Rewrite the lines below with "truck tire" changed to "car wheel" and nothing else altered.

Items from a data source
>> Start
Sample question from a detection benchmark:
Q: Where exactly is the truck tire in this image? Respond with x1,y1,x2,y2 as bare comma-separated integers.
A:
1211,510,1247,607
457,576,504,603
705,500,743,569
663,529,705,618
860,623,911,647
>> End
== Answer ==
Sample question from a detection benchmark:
Q: Where exactly is the car wheel in this image? Respond with x1,y1,x2,y2 as bare comma-separated integers.
A:
1211,510,1247,607
457,576,504,603
705,500,743,569
663,529,705,618
860,623,911,647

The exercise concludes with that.